Collected data
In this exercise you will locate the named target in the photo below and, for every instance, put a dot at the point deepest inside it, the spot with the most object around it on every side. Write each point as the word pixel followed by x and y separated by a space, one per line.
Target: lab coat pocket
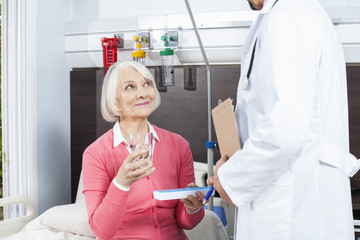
pixel 271 212
pixel 336 157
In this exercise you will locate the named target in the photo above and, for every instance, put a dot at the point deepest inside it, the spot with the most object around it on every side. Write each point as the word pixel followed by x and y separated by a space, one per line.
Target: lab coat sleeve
pixel 285 76
pixel 106 203
pixel 186 175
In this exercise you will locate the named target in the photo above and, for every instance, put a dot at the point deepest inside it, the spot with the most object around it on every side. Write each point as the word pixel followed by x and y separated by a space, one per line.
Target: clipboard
pixel 226 128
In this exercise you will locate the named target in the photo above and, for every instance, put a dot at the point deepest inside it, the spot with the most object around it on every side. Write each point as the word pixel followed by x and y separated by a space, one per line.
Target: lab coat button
pixel 245 82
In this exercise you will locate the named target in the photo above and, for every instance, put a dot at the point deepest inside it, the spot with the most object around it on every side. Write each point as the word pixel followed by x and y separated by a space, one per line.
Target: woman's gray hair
pixel 109 108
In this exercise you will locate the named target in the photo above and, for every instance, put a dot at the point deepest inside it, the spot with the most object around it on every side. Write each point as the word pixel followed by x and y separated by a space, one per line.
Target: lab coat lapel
pixel 251 39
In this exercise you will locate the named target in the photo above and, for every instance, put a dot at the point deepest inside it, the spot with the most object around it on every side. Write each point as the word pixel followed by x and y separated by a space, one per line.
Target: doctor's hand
pixel 192 203
pixel 214 180
pixel 136 166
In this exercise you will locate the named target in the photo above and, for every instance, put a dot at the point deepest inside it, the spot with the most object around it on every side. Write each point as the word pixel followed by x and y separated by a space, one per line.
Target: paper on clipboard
pixel 226 128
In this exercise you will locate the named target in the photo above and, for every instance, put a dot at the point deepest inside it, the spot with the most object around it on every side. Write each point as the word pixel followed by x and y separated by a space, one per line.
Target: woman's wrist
pixel 193 211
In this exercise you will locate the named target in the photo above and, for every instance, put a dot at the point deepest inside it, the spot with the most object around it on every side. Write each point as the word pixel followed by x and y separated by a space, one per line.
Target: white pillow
pixel 70 218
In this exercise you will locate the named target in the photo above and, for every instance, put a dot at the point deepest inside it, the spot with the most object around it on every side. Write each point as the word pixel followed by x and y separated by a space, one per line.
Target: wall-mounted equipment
pixel 110 46
pixel 167 59
pixel 190 78
pixel 141 40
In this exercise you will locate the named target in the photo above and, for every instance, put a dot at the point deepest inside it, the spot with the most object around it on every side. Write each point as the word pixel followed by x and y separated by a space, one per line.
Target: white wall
pixel 102 9
pixel 53 104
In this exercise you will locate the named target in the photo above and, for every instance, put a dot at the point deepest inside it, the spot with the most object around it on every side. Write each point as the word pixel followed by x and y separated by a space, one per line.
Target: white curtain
pixel 18 46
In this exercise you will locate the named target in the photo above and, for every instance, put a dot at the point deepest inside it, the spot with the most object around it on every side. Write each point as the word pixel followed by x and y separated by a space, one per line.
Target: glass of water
pixel 142 141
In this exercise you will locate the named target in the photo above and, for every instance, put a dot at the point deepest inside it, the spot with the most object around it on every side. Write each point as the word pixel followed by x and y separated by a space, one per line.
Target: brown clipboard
pixel 226 128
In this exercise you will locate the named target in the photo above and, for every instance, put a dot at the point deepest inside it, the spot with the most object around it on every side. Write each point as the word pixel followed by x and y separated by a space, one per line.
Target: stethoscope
pixel 245 81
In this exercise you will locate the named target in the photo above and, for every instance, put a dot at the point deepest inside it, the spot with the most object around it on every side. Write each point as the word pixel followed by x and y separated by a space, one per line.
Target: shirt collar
pixel 119 137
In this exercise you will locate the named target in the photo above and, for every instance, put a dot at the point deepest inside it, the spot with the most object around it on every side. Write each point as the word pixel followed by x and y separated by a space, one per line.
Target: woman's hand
pixel 192 204
pixel 134 167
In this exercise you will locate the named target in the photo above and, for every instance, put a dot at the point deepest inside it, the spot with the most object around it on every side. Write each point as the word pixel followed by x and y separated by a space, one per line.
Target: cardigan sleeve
pixel 186 176
pixel 106 204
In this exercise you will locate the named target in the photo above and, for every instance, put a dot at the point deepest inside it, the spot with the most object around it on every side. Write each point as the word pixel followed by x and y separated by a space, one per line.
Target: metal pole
pixel 210 151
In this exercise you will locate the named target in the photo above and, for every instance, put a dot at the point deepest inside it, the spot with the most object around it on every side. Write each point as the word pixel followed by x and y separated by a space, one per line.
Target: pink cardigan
pixel 135 214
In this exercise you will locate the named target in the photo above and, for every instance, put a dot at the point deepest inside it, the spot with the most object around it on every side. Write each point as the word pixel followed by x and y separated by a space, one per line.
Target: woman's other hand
pixel 136 166
pixel 192 203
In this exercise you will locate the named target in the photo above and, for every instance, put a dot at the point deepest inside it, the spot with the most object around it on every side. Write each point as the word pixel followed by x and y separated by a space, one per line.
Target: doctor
pixel 291 179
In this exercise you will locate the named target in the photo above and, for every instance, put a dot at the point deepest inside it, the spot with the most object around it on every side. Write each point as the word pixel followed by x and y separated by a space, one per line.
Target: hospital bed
pixel 70 222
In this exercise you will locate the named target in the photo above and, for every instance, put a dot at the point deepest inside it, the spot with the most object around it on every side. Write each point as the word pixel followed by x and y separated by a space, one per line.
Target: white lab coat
pixel 291 179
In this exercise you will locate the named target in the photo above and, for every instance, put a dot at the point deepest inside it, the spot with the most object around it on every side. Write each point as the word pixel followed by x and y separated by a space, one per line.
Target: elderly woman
pixel 119 182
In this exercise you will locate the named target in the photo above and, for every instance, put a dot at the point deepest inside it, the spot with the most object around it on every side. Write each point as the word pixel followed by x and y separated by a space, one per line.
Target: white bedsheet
pixel 69 222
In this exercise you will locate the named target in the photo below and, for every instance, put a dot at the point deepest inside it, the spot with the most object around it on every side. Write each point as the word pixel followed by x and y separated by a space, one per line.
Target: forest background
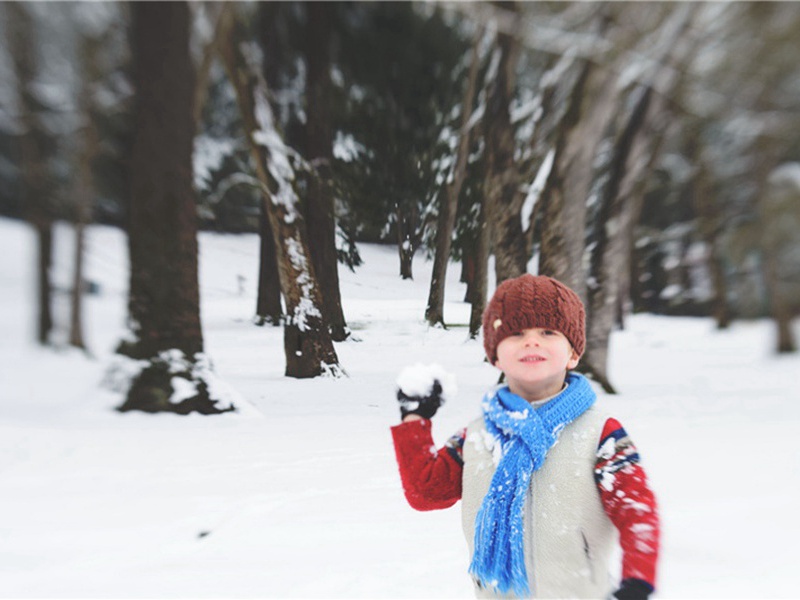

Work order:
Reproduce the lines from the line with "Target: elderly woman" through the last line of the entries exactly, including both ends and excluding pictures.

Expected answer:
Target: elderly woman
pixel 119 182
In this exercise you will locate the named target in the photo above and, for every instance, put a dot at the point deepest inside it, the spot with the most object around it on every side. Write each point as the word pixel followed by x and y separated by a space, one per line.
Target: white bedsheet
pixel 69 222
In this exercise you will locate the named target in the photo below and, for every instance, put a dot at the point deepest inside it, the spot with the most object around it on every side. Write each point as the word pixel followed by x and y separated by a space, one per line.
Target: forest background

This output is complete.